== PASSAGE TO READ ==

For six months, Cameron "couch-hopped" at the homes of people she had just met. She had no idea what she was doing but continued to do it, even after being robbed at knife point.

"I was at a South Central gas station in broad daylight," she recalled. "I was in a little sundress. A guy comes up with a knife and says 'Give me the purse!' This was one of those moments when I thought, 'What am I doing here? I don't belong here.'"

It didn't help Cameron's confidence that she didn't have much experience or useful credentials.

Well, one. Playboy magazine tapped her as a model to represent the Fighting Illini in a College Girls edition.


"That was really cool," Cameron said. "It was also a big help in moving out to L.A. It was good to have at least one credit under my belt!"

She parlayed that credit into appearing on five episodes of "The Playboy Morning Show."

Since 2015, the model and struggling performer has built a growing resume from a series of small roles in such movies as "Euro Club" (Bar Wench), "The Sex Trip" (Hot Locker Room Girl), "Officer Downe" (Naked Woman) and "Hollyweird" (Voluptuous Blonde). Her TV appearances include "Tosh. 0" (Hooker in Tree No. 2).

"My whole family thinks I do porn, that's for sure," she said. "But I don't do that. I have no objections to it, but I don't."

===

*TASK TO COMPLETE:*
Please answer from the passage about Cameron: on how many episodes of "The Playboy Morning Show" did she appear?

== SOURCE INFORMATION ==

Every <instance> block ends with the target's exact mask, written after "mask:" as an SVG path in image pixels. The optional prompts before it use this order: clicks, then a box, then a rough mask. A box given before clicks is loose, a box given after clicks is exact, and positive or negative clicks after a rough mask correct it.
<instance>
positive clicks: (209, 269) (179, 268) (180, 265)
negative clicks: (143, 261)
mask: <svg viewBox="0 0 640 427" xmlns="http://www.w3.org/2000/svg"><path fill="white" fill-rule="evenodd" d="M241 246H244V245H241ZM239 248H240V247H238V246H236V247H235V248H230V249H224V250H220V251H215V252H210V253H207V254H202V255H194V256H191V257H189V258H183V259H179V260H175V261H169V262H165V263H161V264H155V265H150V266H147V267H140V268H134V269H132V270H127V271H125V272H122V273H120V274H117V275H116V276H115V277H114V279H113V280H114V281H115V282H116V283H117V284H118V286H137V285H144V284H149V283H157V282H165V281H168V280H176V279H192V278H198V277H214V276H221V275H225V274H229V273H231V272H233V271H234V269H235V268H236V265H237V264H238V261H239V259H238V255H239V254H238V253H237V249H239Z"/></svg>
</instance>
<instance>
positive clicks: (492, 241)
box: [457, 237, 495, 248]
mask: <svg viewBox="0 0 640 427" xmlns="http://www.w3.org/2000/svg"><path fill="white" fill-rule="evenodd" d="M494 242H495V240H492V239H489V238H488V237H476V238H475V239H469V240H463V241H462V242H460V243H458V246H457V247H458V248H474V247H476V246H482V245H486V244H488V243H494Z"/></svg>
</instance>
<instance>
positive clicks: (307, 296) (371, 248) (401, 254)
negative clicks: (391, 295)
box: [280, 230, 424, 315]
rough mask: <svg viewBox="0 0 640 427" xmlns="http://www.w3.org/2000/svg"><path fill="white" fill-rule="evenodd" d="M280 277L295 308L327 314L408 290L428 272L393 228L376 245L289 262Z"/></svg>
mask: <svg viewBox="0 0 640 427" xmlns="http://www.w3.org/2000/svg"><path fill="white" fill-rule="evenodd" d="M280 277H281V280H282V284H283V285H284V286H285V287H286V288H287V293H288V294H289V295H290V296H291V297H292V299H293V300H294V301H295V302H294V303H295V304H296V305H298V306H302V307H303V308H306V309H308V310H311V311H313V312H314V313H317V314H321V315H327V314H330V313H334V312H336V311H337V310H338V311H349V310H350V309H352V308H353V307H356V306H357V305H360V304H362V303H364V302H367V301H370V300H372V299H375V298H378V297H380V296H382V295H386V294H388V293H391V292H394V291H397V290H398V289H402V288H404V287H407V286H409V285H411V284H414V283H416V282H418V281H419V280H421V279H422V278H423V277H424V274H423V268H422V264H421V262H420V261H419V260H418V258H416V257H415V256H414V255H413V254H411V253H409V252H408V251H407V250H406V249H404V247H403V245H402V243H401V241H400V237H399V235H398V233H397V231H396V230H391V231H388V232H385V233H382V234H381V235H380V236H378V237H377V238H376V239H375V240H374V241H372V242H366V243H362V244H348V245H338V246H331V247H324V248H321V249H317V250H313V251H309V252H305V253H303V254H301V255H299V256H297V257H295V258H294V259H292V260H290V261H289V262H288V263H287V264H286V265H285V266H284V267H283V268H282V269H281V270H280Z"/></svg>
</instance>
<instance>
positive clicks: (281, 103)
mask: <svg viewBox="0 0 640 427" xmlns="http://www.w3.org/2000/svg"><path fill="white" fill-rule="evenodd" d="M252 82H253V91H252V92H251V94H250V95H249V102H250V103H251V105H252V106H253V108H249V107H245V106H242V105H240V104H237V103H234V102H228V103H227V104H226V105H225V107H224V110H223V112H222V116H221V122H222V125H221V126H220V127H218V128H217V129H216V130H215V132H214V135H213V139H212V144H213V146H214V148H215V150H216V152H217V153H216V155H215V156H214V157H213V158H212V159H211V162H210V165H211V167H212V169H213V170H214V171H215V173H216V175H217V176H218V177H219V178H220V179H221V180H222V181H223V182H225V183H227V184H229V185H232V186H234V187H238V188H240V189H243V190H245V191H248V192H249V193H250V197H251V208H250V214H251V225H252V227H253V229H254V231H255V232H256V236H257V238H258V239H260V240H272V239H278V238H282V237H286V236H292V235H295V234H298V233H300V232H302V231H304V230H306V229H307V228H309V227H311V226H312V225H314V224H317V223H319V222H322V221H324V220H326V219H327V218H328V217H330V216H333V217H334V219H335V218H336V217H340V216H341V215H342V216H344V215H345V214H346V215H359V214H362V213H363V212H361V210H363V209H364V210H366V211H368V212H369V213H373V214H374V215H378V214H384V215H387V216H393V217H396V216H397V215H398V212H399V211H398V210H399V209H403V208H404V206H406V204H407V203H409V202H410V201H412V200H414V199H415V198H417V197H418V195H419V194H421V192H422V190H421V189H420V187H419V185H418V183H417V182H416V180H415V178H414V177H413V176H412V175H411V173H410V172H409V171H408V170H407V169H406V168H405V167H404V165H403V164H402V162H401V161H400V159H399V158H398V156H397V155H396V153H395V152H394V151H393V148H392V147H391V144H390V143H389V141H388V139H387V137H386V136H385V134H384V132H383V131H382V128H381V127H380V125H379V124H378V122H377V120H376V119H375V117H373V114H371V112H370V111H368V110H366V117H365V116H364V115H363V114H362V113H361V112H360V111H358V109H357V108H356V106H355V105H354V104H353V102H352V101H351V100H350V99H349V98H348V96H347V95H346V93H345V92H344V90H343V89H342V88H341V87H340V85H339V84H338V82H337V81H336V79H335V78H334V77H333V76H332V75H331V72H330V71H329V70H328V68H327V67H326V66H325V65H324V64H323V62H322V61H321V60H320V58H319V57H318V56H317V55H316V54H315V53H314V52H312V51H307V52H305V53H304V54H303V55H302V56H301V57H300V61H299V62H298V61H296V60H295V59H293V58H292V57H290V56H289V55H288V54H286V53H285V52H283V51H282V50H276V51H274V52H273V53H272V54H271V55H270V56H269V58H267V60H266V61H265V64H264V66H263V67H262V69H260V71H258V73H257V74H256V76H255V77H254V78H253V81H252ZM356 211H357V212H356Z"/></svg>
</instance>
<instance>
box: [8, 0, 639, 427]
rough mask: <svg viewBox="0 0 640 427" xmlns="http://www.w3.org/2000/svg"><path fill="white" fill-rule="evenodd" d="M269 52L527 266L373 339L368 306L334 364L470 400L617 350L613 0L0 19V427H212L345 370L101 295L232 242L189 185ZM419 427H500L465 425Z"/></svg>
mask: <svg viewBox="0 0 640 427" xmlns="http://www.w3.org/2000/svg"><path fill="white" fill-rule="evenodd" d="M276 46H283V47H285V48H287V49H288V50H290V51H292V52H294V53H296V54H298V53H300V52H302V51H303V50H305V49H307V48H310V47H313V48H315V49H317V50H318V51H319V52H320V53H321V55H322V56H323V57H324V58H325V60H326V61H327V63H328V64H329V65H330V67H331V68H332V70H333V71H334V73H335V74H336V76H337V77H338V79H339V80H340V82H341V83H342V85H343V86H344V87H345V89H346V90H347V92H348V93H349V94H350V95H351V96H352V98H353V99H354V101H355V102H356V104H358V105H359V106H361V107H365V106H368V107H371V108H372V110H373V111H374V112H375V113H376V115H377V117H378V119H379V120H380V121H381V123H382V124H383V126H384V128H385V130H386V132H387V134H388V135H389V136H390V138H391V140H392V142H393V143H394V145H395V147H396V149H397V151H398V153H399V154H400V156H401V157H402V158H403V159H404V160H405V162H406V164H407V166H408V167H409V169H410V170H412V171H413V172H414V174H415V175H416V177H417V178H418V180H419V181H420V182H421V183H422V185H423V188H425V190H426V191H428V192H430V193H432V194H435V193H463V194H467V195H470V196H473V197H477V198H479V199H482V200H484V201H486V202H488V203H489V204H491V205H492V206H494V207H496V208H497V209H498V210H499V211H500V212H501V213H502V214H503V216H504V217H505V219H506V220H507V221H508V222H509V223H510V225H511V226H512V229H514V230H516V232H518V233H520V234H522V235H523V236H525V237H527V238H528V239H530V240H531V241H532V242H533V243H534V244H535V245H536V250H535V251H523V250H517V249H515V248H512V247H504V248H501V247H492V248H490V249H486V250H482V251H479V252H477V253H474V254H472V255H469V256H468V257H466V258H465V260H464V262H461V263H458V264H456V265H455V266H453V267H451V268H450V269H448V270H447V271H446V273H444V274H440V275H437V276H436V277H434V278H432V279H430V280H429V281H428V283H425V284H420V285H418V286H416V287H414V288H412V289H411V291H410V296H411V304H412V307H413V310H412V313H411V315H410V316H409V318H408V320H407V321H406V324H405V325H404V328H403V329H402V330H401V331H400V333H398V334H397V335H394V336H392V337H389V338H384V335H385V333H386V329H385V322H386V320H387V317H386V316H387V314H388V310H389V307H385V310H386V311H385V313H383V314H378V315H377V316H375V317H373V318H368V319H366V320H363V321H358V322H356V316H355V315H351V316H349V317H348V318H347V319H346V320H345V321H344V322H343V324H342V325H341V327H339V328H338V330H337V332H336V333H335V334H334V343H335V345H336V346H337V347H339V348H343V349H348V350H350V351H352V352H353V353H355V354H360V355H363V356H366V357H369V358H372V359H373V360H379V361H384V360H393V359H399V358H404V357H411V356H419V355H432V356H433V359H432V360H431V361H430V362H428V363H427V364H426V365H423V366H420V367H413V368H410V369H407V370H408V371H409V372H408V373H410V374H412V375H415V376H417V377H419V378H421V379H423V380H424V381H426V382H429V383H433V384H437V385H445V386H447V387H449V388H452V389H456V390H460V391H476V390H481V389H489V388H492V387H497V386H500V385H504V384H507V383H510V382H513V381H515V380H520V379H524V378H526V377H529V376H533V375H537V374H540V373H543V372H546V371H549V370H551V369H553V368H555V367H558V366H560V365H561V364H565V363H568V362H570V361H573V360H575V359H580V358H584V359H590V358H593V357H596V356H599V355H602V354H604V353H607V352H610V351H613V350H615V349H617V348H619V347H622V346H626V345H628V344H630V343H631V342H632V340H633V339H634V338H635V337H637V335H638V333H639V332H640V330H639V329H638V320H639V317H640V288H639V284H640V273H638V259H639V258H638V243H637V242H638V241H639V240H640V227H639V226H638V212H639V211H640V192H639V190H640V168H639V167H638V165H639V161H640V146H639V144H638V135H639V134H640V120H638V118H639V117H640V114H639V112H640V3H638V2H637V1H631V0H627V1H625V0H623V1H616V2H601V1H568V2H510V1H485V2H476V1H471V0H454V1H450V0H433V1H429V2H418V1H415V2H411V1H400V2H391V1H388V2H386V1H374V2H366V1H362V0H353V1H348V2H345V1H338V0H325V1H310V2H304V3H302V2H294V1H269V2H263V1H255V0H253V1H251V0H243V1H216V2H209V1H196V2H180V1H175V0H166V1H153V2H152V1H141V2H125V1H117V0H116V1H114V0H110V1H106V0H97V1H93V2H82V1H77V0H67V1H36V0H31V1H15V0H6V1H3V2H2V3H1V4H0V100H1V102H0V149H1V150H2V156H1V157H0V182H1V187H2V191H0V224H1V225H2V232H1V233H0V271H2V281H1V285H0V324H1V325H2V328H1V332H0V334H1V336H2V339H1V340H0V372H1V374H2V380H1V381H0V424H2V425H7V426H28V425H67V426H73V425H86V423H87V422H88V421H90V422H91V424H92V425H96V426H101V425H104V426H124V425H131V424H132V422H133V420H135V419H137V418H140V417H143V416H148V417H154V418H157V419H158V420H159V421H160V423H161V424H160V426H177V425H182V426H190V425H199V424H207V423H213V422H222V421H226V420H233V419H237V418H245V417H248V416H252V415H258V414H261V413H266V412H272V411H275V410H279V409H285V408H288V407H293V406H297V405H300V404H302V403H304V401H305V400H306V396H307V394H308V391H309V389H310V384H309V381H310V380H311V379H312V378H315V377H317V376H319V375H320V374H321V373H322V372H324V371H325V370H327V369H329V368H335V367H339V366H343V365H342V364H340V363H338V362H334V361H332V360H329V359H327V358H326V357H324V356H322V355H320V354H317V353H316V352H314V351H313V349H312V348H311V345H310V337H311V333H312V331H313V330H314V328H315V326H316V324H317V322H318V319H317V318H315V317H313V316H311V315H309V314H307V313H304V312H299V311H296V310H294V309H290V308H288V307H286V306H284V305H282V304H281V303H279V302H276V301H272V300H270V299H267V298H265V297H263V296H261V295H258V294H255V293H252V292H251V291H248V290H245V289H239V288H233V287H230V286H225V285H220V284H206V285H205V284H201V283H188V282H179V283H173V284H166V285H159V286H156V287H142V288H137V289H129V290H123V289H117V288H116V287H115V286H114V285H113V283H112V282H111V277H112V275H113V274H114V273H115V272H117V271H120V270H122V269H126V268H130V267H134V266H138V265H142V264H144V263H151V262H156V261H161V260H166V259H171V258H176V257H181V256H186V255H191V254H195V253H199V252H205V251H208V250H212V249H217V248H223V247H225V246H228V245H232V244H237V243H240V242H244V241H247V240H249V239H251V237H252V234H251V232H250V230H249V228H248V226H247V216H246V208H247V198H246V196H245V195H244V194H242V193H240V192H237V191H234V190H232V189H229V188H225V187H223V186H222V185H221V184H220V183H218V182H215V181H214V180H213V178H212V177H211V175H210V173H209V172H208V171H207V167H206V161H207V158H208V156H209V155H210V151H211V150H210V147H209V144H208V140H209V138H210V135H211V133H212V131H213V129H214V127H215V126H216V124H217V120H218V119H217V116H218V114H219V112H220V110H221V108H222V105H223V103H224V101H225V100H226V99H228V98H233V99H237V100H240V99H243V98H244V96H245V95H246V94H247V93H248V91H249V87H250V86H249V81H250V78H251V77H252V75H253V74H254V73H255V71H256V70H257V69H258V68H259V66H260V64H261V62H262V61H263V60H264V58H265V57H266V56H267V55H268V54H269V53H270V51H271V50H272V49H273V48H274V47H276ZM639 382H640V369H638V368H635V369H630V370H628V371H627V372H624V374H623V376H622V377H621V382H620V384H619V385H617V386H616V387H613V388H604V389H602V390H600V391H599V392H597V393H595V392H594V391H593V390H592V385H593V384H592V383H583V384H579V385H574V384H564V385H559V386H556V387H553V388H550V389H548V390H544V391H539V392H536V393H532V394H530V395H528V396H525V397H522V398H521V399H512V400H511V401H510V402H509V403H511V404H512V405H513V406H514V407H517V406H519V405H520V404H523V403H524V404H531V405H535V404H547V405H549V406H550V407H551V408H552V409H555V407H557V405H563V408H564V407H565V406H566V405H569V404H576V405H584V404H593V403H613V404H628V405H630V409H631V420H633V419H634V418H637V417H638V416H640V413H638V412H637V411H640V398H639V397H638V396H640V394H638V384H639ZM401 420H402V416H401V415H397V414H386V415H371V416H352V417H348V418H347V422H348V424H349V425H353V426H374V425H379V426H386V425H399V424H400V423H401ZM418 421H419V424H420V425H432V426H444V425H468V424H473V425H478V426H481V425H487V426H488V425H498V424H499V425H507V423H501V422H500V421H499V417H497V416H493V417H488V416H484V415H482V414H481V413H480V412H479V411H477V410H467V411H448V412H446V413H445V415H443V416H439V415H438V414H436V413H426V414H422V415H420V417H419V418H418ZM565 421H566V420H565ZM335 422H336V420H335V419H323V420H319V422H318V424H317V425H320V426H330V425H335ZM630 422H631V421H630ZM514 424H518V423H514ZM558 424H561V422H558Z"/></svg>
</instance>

===

*RESPONSE TO THIS TASK:*
Five episodes.